No images are to be carried over; print all other material exactly as it stands.

··· DATA SECTION

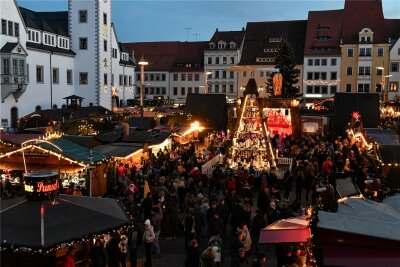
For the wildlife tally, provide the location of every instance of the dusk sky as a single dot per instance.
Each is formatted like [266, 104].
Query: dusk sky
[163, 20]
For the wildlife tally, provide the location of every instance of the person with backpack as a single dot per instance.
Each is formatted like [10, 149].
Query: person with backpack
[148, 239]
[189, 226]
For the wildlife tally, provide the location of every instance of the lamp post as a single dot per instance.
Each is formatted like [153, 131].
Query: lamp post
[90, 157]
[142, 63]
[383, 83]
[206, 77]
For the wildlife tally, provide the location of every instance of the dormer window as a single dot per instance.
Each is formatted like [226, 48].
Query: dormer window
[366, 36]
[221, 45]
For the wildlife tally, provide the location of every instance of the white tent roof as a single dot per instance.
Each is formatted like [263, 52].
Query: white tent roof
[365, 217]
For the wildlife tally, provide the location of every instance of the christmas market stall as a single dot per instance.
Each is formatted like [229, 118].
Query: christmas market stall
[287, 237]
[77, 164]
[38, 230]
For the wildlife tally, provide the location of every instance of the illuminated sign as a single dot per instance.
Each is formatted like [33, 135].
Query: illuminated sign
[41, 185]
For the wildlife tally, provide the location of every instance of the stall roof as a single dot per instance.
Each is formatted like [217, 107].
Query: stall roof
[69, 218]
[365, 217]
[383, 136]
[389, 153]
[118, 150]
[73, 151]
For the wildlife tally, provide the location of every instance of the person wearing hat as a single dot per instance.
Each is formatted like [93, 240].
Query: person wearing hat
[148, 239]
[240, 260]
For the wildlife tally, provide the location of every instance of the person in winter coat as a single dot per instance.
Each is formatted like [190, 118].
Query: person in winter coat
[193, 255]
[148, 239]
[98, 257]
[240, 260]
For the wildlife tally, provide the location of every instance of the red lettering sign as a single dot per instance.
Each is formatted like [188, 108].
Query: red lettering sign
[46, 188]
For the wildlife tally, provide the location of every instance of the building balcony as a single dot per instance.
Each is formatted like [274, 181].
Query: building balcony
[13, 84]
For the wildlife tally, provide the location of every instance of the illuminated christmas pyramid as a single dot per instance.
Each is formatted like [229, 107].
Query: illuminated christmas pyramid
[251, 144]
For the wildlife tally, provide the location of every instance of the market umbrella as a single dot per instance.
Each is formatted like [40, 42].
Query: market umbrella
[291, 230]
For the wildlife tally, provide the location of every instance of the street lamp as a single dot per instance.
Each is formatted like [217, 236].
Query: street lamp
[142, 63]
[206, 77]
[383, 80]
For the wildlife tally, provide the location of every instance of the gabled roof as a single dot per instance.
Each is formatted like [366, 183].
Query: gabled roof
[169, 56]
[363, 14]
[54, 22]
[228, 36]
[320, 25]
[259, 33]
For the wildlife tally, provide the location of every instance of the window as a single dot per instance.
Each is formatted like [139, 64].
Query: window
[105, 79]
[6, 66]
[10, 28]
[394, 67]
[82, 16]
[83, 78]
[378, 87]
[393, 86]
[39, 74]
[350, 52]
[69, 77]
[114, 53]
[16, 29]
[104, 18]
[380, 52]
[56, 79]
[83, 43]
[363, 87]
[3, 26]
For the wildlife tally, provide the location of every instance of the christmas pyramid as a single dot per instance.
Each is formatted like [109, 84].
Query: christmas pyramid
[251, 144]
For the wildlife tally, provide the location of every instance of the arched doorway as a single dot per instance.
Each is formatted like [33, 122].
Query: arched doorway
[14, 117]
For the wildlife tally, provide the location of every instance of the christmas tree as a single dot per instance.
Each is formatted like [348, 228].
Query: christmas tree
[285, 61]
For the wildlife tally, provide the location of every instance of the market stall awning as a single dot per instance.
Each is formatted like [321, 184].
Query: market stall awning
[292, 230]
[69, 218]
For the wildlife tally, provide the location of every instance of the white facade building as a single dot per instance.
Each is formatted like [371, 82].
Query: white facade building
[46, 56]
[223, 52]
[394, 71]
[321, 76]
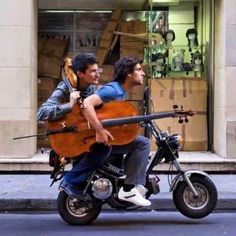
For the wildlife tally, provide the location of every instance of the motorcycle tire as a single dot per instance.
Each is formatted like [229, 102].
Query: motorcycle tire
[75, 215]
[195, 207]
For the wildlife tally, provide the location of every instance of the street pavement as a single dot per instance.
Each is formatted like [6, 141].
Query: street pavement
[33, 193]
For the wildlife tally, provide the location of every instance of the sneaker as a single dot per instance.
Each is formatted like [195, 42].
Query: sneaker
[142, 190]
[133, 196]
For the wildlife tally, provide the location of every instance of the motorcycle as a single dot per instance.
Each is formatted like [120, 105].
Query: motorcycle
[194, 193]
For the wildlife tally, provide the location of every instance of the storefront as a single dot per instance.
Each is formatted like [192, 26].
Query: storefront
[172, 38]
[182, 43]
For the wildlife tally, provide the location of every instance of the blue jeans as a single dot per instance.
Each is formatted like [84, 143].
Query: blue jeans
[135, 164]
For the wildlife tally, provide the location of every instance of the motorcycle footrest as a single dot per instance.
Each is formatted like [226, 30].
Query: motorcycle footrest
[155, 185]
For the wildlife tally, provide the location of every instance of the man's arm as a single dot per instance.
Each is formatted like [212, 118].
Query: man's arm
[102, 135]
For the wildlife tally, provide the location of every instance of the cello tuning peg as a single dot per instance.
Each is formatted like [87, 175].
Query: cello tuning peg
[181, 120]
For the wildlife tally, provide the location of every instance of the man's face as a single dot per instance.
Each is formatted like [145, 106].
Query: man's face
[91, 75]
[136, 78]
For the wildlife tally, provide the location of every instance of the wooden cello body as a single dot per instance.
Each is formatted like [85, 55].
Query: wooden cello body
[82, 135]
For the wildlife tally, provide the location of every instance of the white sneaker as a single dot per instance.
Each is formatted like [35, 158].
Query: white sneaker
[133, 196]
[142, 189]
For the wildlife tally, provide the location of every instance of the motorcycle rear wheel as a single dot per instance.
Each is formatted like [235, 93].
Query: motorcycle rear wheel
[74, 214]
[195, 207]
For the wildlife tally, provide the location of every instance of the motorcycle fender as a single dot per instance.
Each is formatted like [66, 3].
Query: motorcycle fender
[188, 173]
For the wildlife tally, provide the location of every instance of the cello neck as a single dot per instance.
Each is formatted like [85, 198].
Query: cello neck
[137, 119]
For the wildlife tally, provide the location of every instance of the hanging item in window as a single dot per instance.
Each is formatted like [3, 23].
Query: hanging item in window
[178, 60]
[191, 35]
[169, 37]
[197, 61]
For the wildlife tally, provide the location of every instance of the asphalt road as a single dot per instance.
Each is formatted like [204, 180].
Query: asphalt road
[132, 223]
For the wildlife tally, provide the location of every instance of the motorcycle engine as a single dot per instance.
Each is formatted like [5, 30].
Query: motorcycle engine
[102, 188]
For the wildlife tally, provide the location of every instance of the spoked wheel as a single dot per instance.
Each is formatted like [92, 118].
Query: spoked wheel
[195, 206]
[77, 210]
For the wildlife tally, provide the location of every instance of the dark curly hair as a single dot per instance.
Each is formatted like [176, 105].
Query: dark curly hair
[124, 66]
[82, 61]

······

### THE OUTPUT
For the wildlife tally, provide the location of every instance of the dusk sky as a single dot per instance.
Each is formatted like [266, 104].
Query: dusk sky
[163, 20]
For the wildlife tally, provide the location of every instance of the person with backpack as a single dot per instance.
Each is formatted like [10, 149].
Query: person with backpack
[148, 239]
[189, 226]
For the wildlife tally, provide the location of every instance of the lamp post as a single dot per instance.
Each is formatted like [153, 131].
Query: lamp post
[90, 157]
[142, 63]
[383, 83]
[206, 77]
For the wildlife tally, provide the location of every instance of the dormer window as a single dot per instance.
Each is formatted like [226, 48].
Query: dormer window
[366, 36]
[221, 45]
For the wildlife tally, provide the location of every instance of the white tent roof as a single dot per instance.
Each is formatted like [263, 52].
Query: white tent roof
[365, 217]
For the wildlife tally, provide the location of every instance of the christmas market stall as a single dot per instance.
Each is formatted like [229, 118].
Query: christmas market stall
[287, 237]
[77, 164]
[38, 230]
For the wildlife tally, provide the location of every instance of the illuminated sign as a single dot per instance.
Each is formatted like [33, 135].
Query: illuminated sign
[41, 185]
For the wildlife tally, provide the location of every instance of the stall roof as a single dot per instance.
Each is formatted like [217, 107].
Query: stall roof
[69, 218]
[365, 217]
[383, 136]
[389, 153]
[118, 150]
[73, 151]
For the wildlife tally, provide the location of every instance of the person wearing hat as a single dot per instance.
Each is formatted like [93, 240].
Query: person wearing hat
[148, 239]
[240, 260]
For the wildlife tally, provide the location of every instance of the person in winter coat as a single dot per instance.
Each is formatted like [190, 118].
Query: person in winter coat
[193, 255]
[148, 239]
[98, 257]
[240, 260]
For the wildlife tally, provide the location of every instance of the red lettering sign as a single dot per instance.
Each is formatted like [188, 108].
Query: red lettering sign
[46, 188]
For the wildlife tally, provide the location of every instance of the building balcony as a single dot per instance.
Each is formatted like [274, 181].
Query: building balcony
[13, 84]
For the wildlife tally, provide the location of every instance of the illuminated christmas pyramid as a single dot per instance.
Each is formatted like [229, 107].
Query: illuminated christmas pyramid
[251, 144]
For the wildlife tally, provide the location of every instance of the market umbrella as a single dot per instance.
Each is formatted like [40, 42].
Query: market umbrella
[291, 230]
For the wildlife tally, provide the location of every instance of the street lamp as a single dot per instance.
Each is formatted like [217, 236].
Query: street lamp
[142, 63]
[206, 77]
[383, 80]
For the wildlife tally, provide the location of every instance of the gabled roof as a single dot per instance.
Each is formatted like [366, 183].
Query: gabled roof
[169, 56]
[363, 14]
[54, 22]
[228, 36]
[320, 25]
[259, 33]
For the wildlife tally, provide the location of every instance of the window as a single dot per instance.
Each is formatted like [139, 64].
Query: window
[105, 79]
[6, 66]
[10, 28]
[394, 67]
[82, 16]
[83, 78]
[378, 87]
[393, 86]
[39, 74]
[350, 52]
[69, 77]
[114, 53]
[16, 29]
[104, 18]
[380, 52]
[56, 79]
[83, 43]
[363, 87]
[3, 26]
For the wildlife tally, provide the location of every instance of the christmas pyramid as a single dot per instance.
Each is formatted like [109, 84].
Query: christmas pyramid
[251, 144]
For the wildlife tally, provide the location of every instance of the arched doorway as a single dot per instance.
Each is formatted like [33, 122].
Query: arched doorway
[14, 117]
For the wildlife tally, provide the location of every instance of the christmas tree as a single dot per instance.
Each is formatted like [348, 228].
Query: christmas tree
[285, 61]
For the wildlife tally, provide the location of every instance of the market stall awning as a single dot per instance.
Each is formatted like [321, 184].
Query: market stall awning
[292, 230]
[69, 218]
For the wildlife tally, provide the location of every instance of the white facade building as a single dot per instance.
Each is formatted like [371, 82].
Query: white facade building
[46, 56]
[223, 52]
[394, 71]
[321, 76]
For the wildlife tally, provide the location of every instance of the motorcycle tire as a single dot per instance.
Each is formatted like [229, 102].
Query: motorcycle tire
[75, 215]
[195, 207]
For the wildlife tally, provide the location of every instance of the street pavement as a single dot per instance.
Each is formatted like [6, 141].
Query: street pavement
[33, 193]
For the wildlife tally, provide the location of every instance of the sneaker as a single dot per instance.
Each is formatted like [195, 42].
Query: sneaker
[142, 190]
[133, 196]
For the wildlife tally, provide the location of every instance of the motorcycle as a single dot per instance.
Each is formatted like [120, 105].
Query: motorcycle
[194, 193]
For the wildlife tally, provide the location of every instance of the storefront as a single dot per instance.
Each is formatted like [192, 26].
Query: storefront
[172, 38]
[182, 43]
For the wildlife tally, provide the location of every instance of the blue jeans as a single dot per instance.
Each is formatted like [84, 143].
Query: blue jeans
[135, 164]
For the wildlife tally, provide the location of every instance of the motorcycle footrest as a single dot per instance.
Each is formatted like [226, 30].
Query: motorcycle footrest
[155, 185]
For the wildlife tally, provide the location of every instance of the man's arm as a single dot per instance.
Each is formatted like [212, 118].
Query: man's arm
[102, 135]
For the wildlife tally, provide the location of every instance of the cello tuning peg as a single dot per instance.
Each is formatted like [87, 175].
Query: cello tuning peg
[181, 120]
For the wildlife tally, provide the location of every instance of the man's face as a single dot per instance.
Each is formatted like [145, 106].
Query: man's face
[91, 75]
[136, 78]
For the wildlife tally, provide the location of every instance of the wooden cello body as a single dot per instance.
Each is formatted like [85, 55].
Query: wooden cello body
[82, 135]
For the wildlife tally, provide the location of every instance of the white sneaker as a single dot per instance.
Each is formatted like [35, 158].
Query: white sneaker
[133, 196]
[142, 189]
For the wildlife tally, provide the location of every instance of the motorcycle rear wheel as a single dot per instance.
Each is formatted like [235, 93].
Query: motorcycle rear wheel
[74, 214]
[195, 207]
For the wildlife tally, provide the location of every instance of the motorcycle fender as a single dot per instance.
Each is formatted like [66, 3].
Query: motorcycle fender
[188, 173]
For the wildlife tally, provide the location of every instance of the cello neck as a single dot per instance.
Each is formatted like [85, 198].
Query: cello neck
[137, 119]
For the wildlife tally, provide the location of every instance of the hanging item in window as a single dot per instance.
Each is formatted like [3, 23].
Query: hanging item in window
[178, 60]
[191, 35]
[169, 37]
[197, 61]
For the wildlife tally, provide the location of every instance of the asphalt road as a single dot per instance.
Each is formatted like [204, 180].
Query: asphalt road
[132, 223]
For the wildlife tally, provide the location of every instance of the motorcycle engine as a single dot per instance.
Each is formatted like [5, 30].
Query: motorcycle engine
[102, 188]
For the wildlife tally, provide the location of every instance of the spoked wheel as a single dot per instance.
Each is formatted like [92, 118].
Query: spoked wheel
[195, 206]
[77, 210]
For the wildlife tally, provide the location of every instance of the dark curly hair as a single dot per instance.
Each is formatted like [176, 105].
Query: dark curly hair
[124, 66]
[82, 61]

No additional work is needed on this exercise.